__What to produce__.
Extract every line of the material below word for word, leaving out the pictures.

##########

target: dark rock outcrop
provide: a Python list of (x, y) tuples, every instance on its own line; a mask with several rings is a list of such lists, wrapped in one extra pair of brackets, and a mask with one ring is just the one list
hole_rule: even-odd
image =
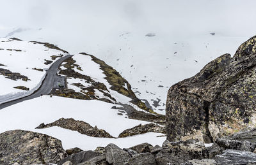
[(202, 160), (193, 159), (188, 161), (188, 162), (182, 164), (182, 165), (214, 165), (217, 164), (214, 159), (203, 159)]
[(30, 80), (26, 76), (20, 75), (19, 73), (13, 73), (8, 69), (0, 68), (0, 75), (2, 75), (5, 78), (10, 78), (12, 80), (16, 81), (17, 80), (22, 80), (24, 82)]
[(89, 159), (87, 161), (78, 164), (78, 165), (109, 165), (106, 161), (105, 155), (99, 155)]
[(63, 163), (70, 161), (74, 164), (77, 164), (82, 163), (85, 161), (89, 161), (90, 159), (100, 155), (99, 152), (93, 151), (82, 151), (77, 154), (72, 154), (60, 161), (58, 165), (62, 165)]
[(256, 154), (248, 151), (226, 150), (214, 157), (218, 164), (255, 164)]
[(133, 146), (129, 148), (134, 150), (138, 153), (145, 153), (145, 152), (150, 152), (150, 150), (154, 148), (154, 147), (152, 145), (148, 144), (148, 143), (144, 143), (138, 145)]
[(27, 88), (26, 87), (24, 87), (24, 86), (17, 86), (17, 87), (15, 87), (13, 88), (19, 89), (23, 90), (29, 90), (29, 88)]
[(132, 128), (125, 129), (119, 134), (118, 138), (125, 138), (149, 132), (165, 134), (165, 127), (161, 127), (154, 123), (145, 125), (140, 124)]
[(66, 155), (61, 141), (46, 134), (22, 130), (0, 134), (0, 164), (57, 163)]
[(224, 54), (195, 76), (169, 89), (166, 133), (170, 141), (209, 143), (256, 126), (256, 36), (234, 56)]
[(128, 152), (114, 144), (109, 144), (105, 148), (106, 160), (111, 164), (122, 164), (131, 158)]
[(75, 148), (66, 150), (66, 152), (68, 155), (72, 155), (73, 154), (77, 154), (82, 151), (83, 151), (83, 150), (80, 149), (78, 147), (75, 147)]
[(155, 157), (150, 153), (141, 153), (130, 158), (127, 165), (156, 165)]
[(205, 158), (205, 148), (204, 144), (198, 141), (169, 142), (165, 141), (163, 150), (156, 155), (157, 164), (180, 164), (189, 160)]
[(36, 129), (49, 128), (51, 127), (58, 126), (62, 128), (76, 131), (79, 133), (86, 134), (92, 137), (98, 138), (113, 138), (105, 130), (99, 129), (97, 127), (93, 127), (89, 124), (84, 121), (76, 120), (72, 118), (61, 118), (59, 120), (45, 125), (41, 124)]

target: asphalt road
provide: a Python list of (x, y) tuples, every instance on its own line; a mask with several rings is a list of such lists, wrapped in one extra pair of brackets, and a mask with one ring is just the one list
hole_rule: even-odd
[(19, 103), (23, 101), (31, 99), (35, 97), (40, 97), (41, 94), (45, 95), (50, 94), (52, 89), (55, 76), (57, 76), (58, 68), (60, 64), (66, 59), (73, 56), (73, 55), (68, 55), (58, 59), (51, 67), (46, 71), (47, 75), (44, 80), (42, 84), (39, 89), (32, 94), (25, 96), (24, 97), (11, 101), (0, 104), (0, 110), (4, 108), (7, 106)]

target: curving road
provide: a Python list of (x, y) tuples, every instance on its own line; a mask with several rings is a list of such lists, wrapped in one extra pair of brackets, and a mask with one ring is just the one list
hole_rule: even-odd
[(58, 59), (50, 68), (46, 71), (47, 75), (44, 80), (41, 86), (38, 90), (35, 91), (31, 95), (25, 96), (24, 97), (17, 99), (13, 101), (6, 102), (0, 104), (0, 110), (4, 108), (7, 106), (19, 103), (25, 100), (31, 99), (41, 96), (41, 94), (49, 94), (52, 89), (53, 84), (54, 82), (54, 78), (57, 75), (58, 68), (61, 62), (68, 57), (73, 56), (74, 55), (68, 55)]

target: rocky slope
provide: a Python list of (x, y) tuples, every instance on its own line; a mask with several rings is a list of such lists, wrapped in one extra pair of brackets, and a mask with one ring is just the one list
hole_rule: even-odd
[(256, 124), (256, 36), (170, 89), (167, 139), (209, 143)]
[[(255, 129), (218, 138), (205, 147), (195, 140), (170, 142), (161, 147), (145, 143), (128, 148), (110, 143), (94, 151), (64, 150), (60, 140), (21, 130), (0, 134), (1, 164), (255, 164)], [(3, 148), (4, 148), (4, 150)]]
[(66, 156), (61, 141), (46, 134), (22, 130), (0, 134), (0, 164), (49, 164)]

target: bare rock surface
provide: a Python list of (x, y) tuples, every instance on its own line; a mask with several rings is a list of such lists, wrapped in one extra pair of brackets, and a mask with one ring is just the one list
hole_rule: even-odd
[(106, 160), (111, 164), (124, 164), (131, 158), (128, 152), (114, 144), (109, 144), (105, 148)]
[(209, 143), (256, 126), (256, 36), (173, 85), (166, 101), (170, 141)]
[(135, 157), (130, 158), (126, 165), (156, 165), (155, 157), (150, 153), (141, 153)]
[(99, 129), (97, 127), (93, 127), (89, 124), (84, 122), (76, 120), (72, 118), (61, 118), (59, 120), (47, 124), (41, 124), (37, 129), (49, 128), (58, 126), (62, 128), (76, 131), (79, 133), (86, 134), (92, 137), (99, 138), (113, 138), (105, 130)]
[(125, 129), (119, 134), (118, 138), (125, 138), (149, 132), (165, 134), (165, 127), (161, 127), (154, 123), (145, 125), (140, 124), (132, 128)]
[(188, 161), (188, 162), (182, 164), (182, 165), (215, 165), (217, 164), (214, 159), (203, 159), (202, 160), (193, 159)]
[(66, 155), (61, 141), (46, 134), (22, 130), (0, 134), (0, 164), (55, 164)]
[(67, 161), (70, 161), (73, 164), (77, 164), (99, 155), (100, 155), (100, 154), (93, 151), (82, 151), (64, 158), (58, 163), (58, 165), (62, 165)]
[(214, 157), (218, 164), (256, 164), (256, 154), (248, 151), (226, 150)]

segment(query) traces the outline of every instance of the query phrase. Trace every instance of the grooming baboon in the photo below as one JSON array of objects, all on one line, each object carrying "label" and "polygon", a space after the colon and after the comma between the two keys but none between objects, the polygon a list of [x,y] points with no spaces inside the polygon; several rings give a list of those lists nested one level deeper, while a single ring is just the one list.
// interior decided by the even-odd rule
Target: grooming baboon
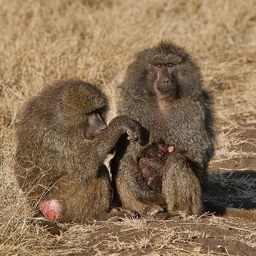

##########

__Final answer__.
target: dark rock outcrop
provide: a Python list of (x, y) tuples, every instance on its own line; a mask with several rings is a list of such lists, wrapped in one extra pair of brackets, and a mask with one ring is just the one list
hole_rule: even-odd
image =
[(202, 160), (193, 159), (188, 161), (188, 162), (182, 164), (182, 165), (214, 165), (217, 164), (214, 159), (203, 159)]
[(30, 80), (26, 76), (20, 75), (19, 73), (13, 73), (8, 69), (0, 68), (0, 75), (2, 75), (5, 78), (10, 78), (12, 80), (16, 81), (17, 80), (22, 80), (24, 82)]
[(89, 159), (87, 161), (78, 164), (78, 165), (109, 165), (106, 161), (105, 155), (99, 155)]
[(63, 163), (70, 161), (74, 164), (77, 164), (82, 163), (85, 161), (89, 161), (90, 159), (100, 155), (99, 152), (93, 151), (82, 151), (77, 154), (72, 154), (60, 161), (58, 165), (62, 165)]
[(256, 154), (248, 151), (226, 150), (214, 157), (218, 164), (255, 164)]
[(133, 146), (129, 148), (134, 150), (138, 153), (145, 153), (145, 152), (150, 152), (150, 150), (154, 148), (154, 147), (152, 145), (148, 144), (148, 143), (144, 143), (138, 145)]
[(27, 88), (26, 87), (24, 87), (24, 86), (17, 86), (17, 87), (15, 87), (13, 88), (19, 89), (23, 90), (29, 90), (29, 88)]
[(132, 128), (125, 129), (119, 134), (118, 138), (125, 138), (149, 132), (165, 134), (165, 127), (161, 127), (154, 123), (145, 125), (140, 124)]
[(66, 155), (61, 141), (46, 134), (22, 130), (0, 134), (0, 164), (57, 163)]
[(224, 54), (195, 76), (169, 89), (166, 133), (170, 141), (209, 143), (256, 126), (256, 36), (234, 56)]
[(128, 152), (114, 144), (109, 144), (105, 148), (106, 160), (111, 164), (122, 164), (131, 158)]
[(75, 148), (66, 150), (66, 152), (68, 155), (72, 155), (73, 154), (77, 154), (82, 151), (83, 151), (83, 150), (80, 149), (78, 147), (75, 147)]
[(155, 157), (150, 153), (141, 153), (130, 158), (127, 165), (156, 165)]
[(205, 158), (205, 148), (204, 144), (198, 141), (169, 142), (165, 141), (163, 150), (156, 155), (157, 164), (180, 164), (189, 160)]
[(36, 129), (49, 128), (51, 127), (58, 126), (62, 128), (76, 131), (79, 133), (86, 134), (92, 137), (98, 138), (113, 138), (105, 130), (99, 129), (97, 127), (93, 127), (89, 124), (84, 121), (76, 120), (72, 118), (61, 118), (59, 120), (45, 125), (41, 124)]

target: asphalt road
provide: a Python list of (x, y) tuples, every instance on its own line; a mask with several rings is a list of such lists, wrapped in one extra pair of brackets, and a mask with one ring is just the one list
hole_rule: even-odd
[(19, 103), (23, 101), (31, 99), (35, 97), (40, 97), (41, 94), (45, 95), (50, 94), (52, 89), (55, 76), (57, 76), (58, 68), (60, 64), (66, 59), (73, 56), (73, 55), (68, 55), (58, 59), (51, 67), (46, 71), (47, 75), (44, 80), (42, 84), (39, 89), (32, 94), (25, 96), (24, 97), (11, 101), (0, 104), (0, 110), (4, 108), (7, 106)]

target: curving road
provide: a Python list of (x, y) tuples, every instance on its own line; a mask with several rings is a list of such lists, wrapped in one extra pair of brackets, and a mask with one ring is just the one list
hole_rule: even-odd
[(58, 59), (50, 68), (46, 71), (47, 75), (44, 80), (41, 86), (38, 90), (35, 91), (31, 95), (25, 96), (24, 97), (17, 99), (13, 101), (6, 102), (0, 104), (0, 110), (4, 108), (7, 106), (19, 103), (25, 100), (31, 99), (41, 96), (41, 94), (49, 94), (52, 89), (53, 84), (54, 82), (54, 78), (57, 75), (58, 68), (61, 62), (68, 57), (73, 56), (74, 55), (68, 55)]

target: rocky slope
provide: a Python list of (x, y) tuples, every instance on its own line; a mask with several rings is a list of such lists, wrapped in one extra pair of brackets, and a mask with one ring is just the one list
hole_rule: even-odd
[(256, 124), (256, 36), (170, 89), (167, 139), (209, 143)]
[[(255, 129), (218, 138), (205, 147), (195, 140), (170, 142), (161, 147), (145, 143), (128, 148), (110, 143), (94, 151), (64, 150), (60, 140), (21, 130), (0, 134), (1, 164), (255, 164)], [(3, 148), (4, 148), (4, 150)]]
[(66, 156), (61, 141), (46, 134), (22, 130), (0, 134), (0, 164), (49, 164)]

target: bare rock surface
provide: a Python list of (x, y) tuples, every instance on its own line; a mask with several rings is a list of such lists, wrapped in one extra pair of brackets, and a mask with one ring is just the one list
hole_rule: even-odd
[(106, 160), (111, 164), (124, 164), (131, 158), (128, 152), (114, 144), (109, 144), (105, 148)]
[(209, 143), (256, 126), (256, 36), (173, 85), (166, 101), (170, 141)]
[(135, 157), (130, 158), (126, 165), (156, 165), (155, 157), (150, 153), (141, 153)]
[(99, 129), (97, 127), (93, 127), (89, 124), (84, 122), (76, 120), (72, 118), (61, 118), (59, 120), (47, 124), (41, 124), (37, 129), (49, 128), (58, 126), (62, 128), (76, 131), (79, 133), (86, 134), (92, 137), (99, 138), (113, 138), (105, 130)]
[(125, 129), (119, 134), (118, 138), (125, 138), (149, 132), (165, 134), (165, 127), (161, 127), (154, 123), (145, 125), (140, 124), (132, 128)]
[(188, 161), (188, 162), (182, 164), (182, 165), (215, 165), (217, 164), (214, 159), (203, 159), (202, 160), (193, 159)]
[(66, 155), (61, 141), (46, 134), (22, 130), (0, 134), (0, 164), (55, 164)]
[(67, 161), (70, 161), (73, 164), (77, 164), (99, 155), (100, 155), (100, 154), (93, 151), (82, 151), (64, 158), (58, 163), (58, 165), (62, 165)]
[(214, 157), (218, 164), (256, 164), (256, 154), (248, 151), (226, 150)]

segment(query) traces the outline of every instance of the query phrase. Trace every instance of the grooming baboon in the photo below as one JSON array of objects, all on one line, each object carrying "label" and "polygon", a space after the colon and after the comma between the two keys but none between objects, the polygon a list of [x,y] points with no spaces inside the polygon; several rings give a list of those lists nested one level deeper, while a single ring is just the one list.
// interior decided by the even-odd rule
Target: grooming baboon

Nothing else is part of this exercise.